┌─ Listed records

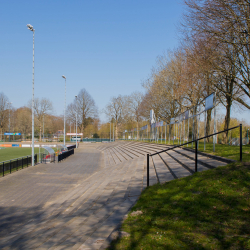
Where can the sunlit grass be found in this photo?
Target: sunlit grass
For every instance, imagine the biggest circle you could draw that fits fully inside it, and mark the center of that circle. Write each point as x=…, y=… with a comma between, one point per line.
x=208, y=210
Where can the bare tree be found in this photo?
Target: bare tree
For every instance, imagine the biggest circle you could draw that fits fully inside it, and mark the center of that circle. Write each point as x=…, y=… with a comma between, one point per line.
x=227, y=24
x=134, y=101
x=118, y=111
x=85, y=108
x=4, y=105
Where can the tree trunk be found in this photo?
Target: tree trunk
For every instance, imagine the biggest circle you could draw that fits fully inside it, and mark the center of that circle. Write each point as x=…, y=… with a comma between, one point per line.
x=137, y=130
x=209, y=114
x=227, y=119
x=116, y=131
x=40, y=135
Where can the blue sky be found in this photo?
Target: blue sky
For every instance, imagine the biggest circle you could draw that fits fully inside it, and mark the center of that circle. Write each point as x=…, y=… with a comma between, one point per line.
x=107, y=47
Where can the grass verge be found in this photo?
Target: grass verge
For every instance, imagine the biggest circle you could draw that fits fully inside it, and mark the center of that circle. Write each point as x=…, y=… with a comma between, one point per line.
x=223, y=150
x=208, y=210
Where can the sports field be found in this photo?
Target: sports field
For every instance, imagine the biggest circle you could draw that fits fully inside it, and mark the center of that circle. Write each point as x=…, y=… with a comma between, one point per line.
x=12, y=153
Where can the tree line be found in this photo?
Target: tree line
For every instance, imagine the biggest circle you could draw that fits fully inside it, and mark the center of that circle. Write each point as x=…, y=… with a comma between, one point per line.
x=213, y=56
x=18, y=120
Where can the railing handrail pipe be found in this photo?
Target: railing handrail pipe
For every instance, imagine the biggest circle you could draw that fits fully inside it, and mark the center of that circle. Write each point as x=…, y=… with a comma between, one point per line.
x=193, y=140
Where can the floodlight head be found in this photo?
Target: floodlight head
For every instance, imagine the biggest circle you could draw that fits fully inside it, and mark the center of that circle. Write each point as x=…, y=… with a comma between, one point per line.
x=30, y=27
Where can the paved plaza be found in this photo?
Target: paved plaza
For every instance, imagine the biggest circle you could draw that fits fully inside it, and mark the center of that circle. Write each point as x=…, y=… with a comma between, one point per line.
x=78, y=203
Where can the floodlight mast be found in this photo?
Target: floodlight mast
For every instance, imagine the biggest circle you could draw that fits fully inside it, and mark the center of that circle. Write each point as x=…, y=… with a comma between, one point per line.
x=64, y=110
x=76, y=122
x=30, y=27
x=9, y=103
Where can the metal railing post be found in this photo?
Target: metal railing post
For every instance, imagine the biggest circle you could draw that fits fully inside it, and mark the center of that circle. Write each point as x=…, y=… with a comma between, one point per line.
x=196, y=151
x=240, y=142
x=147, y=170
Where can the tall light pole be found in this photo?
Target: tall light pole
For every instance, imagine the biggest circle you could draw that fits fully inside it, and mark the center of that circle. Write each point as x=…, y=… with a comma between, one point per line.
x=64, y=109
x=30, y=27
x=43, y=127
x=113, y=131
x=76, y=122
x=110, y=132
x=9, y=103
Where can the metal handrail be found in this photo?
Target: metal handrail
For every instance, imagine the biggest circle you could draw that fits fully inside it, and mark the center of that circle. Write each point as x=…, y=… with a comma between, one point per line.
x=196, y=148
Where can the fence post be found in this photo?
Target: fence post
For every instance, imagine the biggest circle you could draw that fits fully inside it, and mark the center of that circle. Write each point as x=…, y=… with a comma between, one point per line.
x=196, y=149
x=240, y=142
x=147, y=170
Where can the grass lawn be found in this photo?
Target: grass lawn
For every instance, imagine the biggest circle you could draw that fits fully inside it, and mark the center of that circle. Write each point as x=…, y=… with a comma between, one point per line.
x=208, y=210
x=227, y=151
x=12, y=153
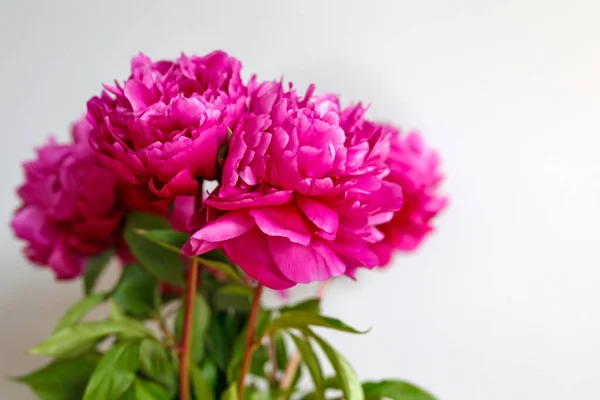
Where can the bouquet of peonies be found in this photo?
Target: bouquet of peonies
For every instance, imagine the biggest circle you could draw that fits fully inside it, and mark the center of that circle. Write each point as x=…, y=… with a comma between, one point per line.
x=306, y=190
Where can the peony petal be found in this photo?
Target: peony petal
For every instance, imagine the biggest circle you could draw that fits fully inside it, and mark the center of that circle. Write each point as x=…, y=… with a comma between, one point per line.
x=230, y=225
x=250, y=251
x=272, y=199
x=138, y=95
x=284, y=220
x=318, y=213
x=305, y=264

└─

◆ The problem ◆
Can you reproduce the lines from the one containing "Where can the bouquet" through the end of the records, changing "bouquet" to "bunch" and keeping everything else the same?

◆ The reply ◆
Where can the bunch of peonies be found in this photo?
Target: bunch of peonies
For every instance, imagine the biggest circle you could draw that fits fully inside it, and mark the center of that circle. Write each point as x=…, y=… with a comma between, one point per line.
x=306, y=190
Where can the peony petal be found in this photo?
Target: peony petal
For every instance, imagine the biggest circle you could draw that fits fully inside it, and mark the center of that circle. Write each point as x=…, y=… with a comma between, one point per line.
x=230, y=225
x=250, y=251
x=272, y=199
x=138, y=95
x=284, y=220
x=318, y=213
x=305, y=264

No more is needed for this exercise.